Work request
What you return should match the entries below exactly, only without the images.

*** Input records ***

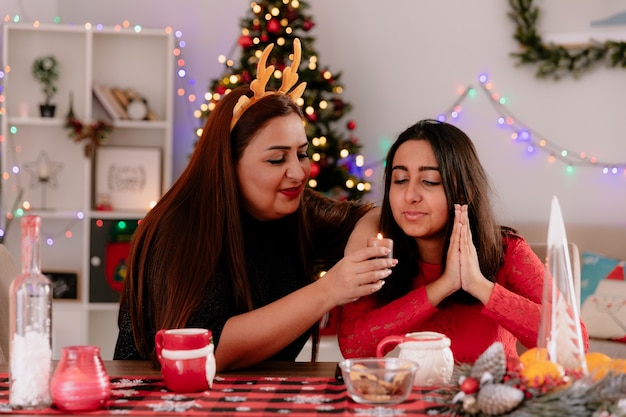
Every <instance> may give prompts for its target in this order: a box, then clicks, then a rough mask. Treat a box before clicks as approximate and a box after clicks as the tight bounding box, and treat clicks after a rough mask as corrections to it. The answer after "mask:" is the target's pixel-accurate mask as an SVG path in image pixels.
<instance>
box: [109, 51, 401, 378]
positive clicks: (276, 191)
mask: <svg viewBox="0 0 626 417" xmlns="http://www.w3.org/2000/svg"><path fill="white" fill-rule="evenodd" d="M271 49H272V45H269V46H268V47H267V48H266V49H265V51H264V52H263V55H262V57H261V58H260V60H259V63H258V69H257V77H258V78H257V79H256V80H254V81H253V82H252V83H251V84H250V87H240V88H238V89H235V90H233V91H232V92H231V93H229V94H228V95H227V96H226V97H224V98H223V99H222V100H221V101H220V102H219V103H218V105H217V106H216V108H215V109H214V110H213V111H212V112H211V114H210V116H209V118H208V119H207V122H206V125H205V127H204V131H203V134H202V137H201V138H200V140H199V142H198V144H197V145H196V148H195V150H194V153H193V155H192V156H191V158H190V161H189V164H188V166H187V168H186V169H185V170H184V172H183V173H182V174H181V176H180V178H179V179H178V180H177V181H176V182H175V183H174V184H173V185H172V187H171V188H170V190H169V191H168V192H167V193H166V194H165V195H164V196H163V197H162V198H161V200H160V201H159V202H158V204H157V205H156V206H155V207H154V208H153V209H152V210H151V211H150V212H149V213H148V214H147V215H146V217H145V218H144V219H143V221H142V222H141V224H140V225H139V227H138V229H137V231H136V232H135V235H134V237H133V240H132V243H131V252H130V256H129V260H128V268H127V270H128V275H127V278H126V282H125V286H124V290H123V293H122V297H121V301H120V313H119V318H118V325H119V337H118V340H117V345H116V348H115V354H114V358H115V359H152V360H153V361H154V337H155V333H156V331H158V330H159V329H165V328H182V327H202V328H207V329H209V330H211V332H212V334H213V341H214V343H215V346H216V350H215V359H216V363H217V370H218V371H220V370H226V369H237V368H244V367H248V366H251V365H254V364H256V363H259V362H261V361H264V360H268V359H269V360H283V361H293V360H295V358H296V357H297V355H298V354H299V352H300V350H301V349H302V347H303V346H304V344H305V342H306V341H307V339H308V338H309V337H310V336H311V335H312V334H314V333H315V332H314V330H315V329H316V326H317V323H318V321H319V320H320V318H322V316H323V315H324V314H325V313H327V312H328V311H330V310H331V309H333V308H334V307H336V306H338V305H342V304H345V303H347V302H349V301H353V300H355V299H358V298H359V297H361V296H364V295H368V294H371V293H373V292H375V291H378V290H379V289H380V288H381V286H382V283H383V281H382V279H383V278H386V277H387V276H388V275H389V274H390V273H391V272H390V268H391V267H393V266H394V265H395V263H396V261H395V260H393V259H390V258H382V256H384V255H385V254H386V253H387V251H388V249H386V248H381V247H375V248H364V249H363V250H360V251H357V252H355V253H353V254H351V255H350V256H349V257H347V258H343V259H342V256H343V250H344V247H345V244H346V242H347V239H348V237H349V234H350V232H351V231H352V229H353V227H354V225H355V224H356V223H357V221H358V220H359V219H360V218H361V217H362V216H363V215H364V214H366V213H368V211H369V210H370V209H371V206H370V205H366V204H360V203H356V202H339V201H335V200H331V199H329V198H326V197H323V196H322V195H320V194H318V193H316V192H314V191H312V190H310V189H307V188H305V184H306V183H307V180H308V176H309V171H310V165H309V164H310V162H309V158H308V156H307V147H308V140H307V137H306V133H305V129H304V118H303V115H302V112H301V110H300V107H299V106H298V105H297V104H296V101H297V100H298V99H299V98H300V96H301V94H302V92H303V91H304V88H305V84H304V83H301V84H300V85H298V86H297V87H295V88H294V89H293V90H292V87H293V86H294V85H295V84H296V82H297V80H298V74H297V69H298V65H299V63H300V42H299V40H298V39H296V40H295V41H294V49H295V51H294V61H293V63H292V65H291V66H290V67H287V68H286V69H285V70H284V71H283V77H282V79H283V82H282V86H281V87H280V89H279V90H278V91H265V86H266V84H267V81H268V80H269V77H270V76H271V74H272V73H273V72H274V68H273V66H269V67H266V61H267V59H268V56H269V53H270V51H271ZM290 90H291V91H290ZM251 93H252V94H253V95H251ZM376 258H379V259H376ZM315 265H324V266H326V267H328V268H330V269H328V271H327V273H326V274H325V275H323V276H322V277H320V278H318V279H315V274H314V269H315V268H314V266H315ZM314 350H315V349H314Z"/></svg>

*** End of Input records ***

Output for this exercise
Every <instance> may give prompts for its target in this order: a box, then clicks, then a rough mask. Treat a box before clicks as approximate and a box after clicks as the tight bounding box, and treat clicks after a rough mask as corrections to it. The answer after "mask:" is the target's pixel-accurate mask as an SVG path in image pixels.
<instance>
box: [109, 51, 401, 378]
positive clicks: (276, 191)
mask: <svg viewBox="0 0 626 417" xmlns="http://www.w3.org/2000/svg"><path fill="white" fill-rule="evenodd" d="M271 49H272V45H269V46H268V47H267V48H266V49H265V51H264V52H263V55H262V57H261V58H260V60H259V63H258V69H257V77H258V78H257V79H256V80H254V81H253V82H252V83H251V84H250V87H240V88H238V89H235V90H233V91H232V92H231V93H229V94H228V95H227V96H226V97H224V98H223V99H222V100H221V101H220V102H219V103H218V105H217V106H216V108H215V109H214V110H213V111H212V112H211V114H210V116H209V118H208V119H207V122H206V125H205V127H204V131H203V134H202V137H201V138H200V140H199V142H198V144H197V145H196V148H195V150H194V153H193V155H192V156H191V158H190V161H189V164H188V166H187V168H186V169H185V170H184V172H183V173H182V174H181V176H180V178H179V179H178V180H177V181H176V182H175V183H174V184H173V185H172V187H171V188H170V190H169V191H168V192H167V193H166V194H165V195H164V196H163V197H162V198H161V200H160V201H159V202H158V204H157V205H156V206H155V207H154V208H153V209H152V210H151V211H150V212H149V213H148V214H147V215H146V217H145V218H144V219H143V221H142V222H141V224H140V225H139V227H138V229H137V231H136V232H135V235H134V237H133V240H132V243H131V252H130V256H129V260H128V268H127V270H128V275H127V278H126V282H125V286H124V290H123V293H122V297H121V301H120V313H119V318H118V325H119V337H118V340H117V345H116V348H115V354H114V358H115V359H152V360H153V361H154V337H155V333H156V331H158V330H159V329H165V328H182V327H202V328H207V329H209V330H211V332H212V334H213V341H214V343H215V346H216V350H215V359H216V363H217V370H218V371H220V370H226V369H237V368H244V367H248V366H251V365H254V364H256V363H259V362H261V361H264V360H268V359H269V360H283V361H293V360H295V358H296V357H297V355H298V354H299V352H300V350H301V349H302V347H303V346H304V344H305V342H306V341H307V339H308V338H309V337H310V336H311V335H312V334H314V333H315V332H314V330H315V329H316V326H317V323H318V321H319V320H320V318H322V316H323V315H324V314H325V313H327V312H328V311H330V310H331V309H333V308H334V307H336V306H338V305H342V304H345V303H347V302H349V301H353V300H355V299H358V298H359V297H361V296H364V295H368V294H371V293H373V292H375V291H378V290H379V289H380V288H381V286H382V283H383V281H382V279H383V278H386V277H387V276H388V275H389V274H390V273H391V272H390V268H391V267H393V266H394V265H395V263H396V261H395V260H393V259H390V258H382V256H384V255H385V254H386V253H387V251H388V249H386V248H381V247H375V248H364V249H363V250H360V251H357V252H355V253H353V254H351V255H350V256H349V257H347V258H343V259H342V256H343V250H344V247H345V244H346V242H347V239H348V237H349V234H350V232H351V231H352V229H353V227H354V225H355V224H356V223H357V221H358V220H359V219H360V218H361V217H362V216H363V215H364V214H366V213H368V211H369V210H370V209H371V206H370V205H366V204H360V203H356V202H339V201H335V200H331V199H329V198H326V197H323V196H322V195H320V194H318V193H316V192H314V191H312V190H310V189H307V188H305V184H306V183H307V180H308V176H309V171H310V165H309V164H310V162H309V158H308V156H307V147H308V140H307V137H306V133H305V129H304V118H303V115H302V112H301V110H300V107H299V106H298V105H297V104H296V101H297V100H298V99H299V98H300V96H301V94H302V92H303V91H304V88H305V84H304V83H301V84H300V85H298V86H297V87H295V88H294V89H293V90H292V87H293V86H294V85H295V84H296V82H297V80H298V74H297V69H298V65H299V63H300V42H299V40H298V39H296V40H295V41H294V49H295V51H294V61H293V63H292V65H291V66H290V67H287V68H286V69H285V70H284V71H283V77H282V79H283V82H282V86H281V87H280V89H279V90H278V91H265V86H266V84H267V81H268V80H269V77H270V76H271V74H272V73H273V72H274V68H273V66H269V67H266V61H267V59H268V56H269V53H270V51H271ZM290 90H291V91H290ZM251 93H252V94H253V95H251ZM376 258H379V259H376ZM315 265H324V266H326V267H328V268H330V269H328V271H327V273H326V274H325V275H323V276H322V277H320V278H318V279H315V274H314V269H315V268H314V266H315ZM314 350H315V349H314Z"/></svg>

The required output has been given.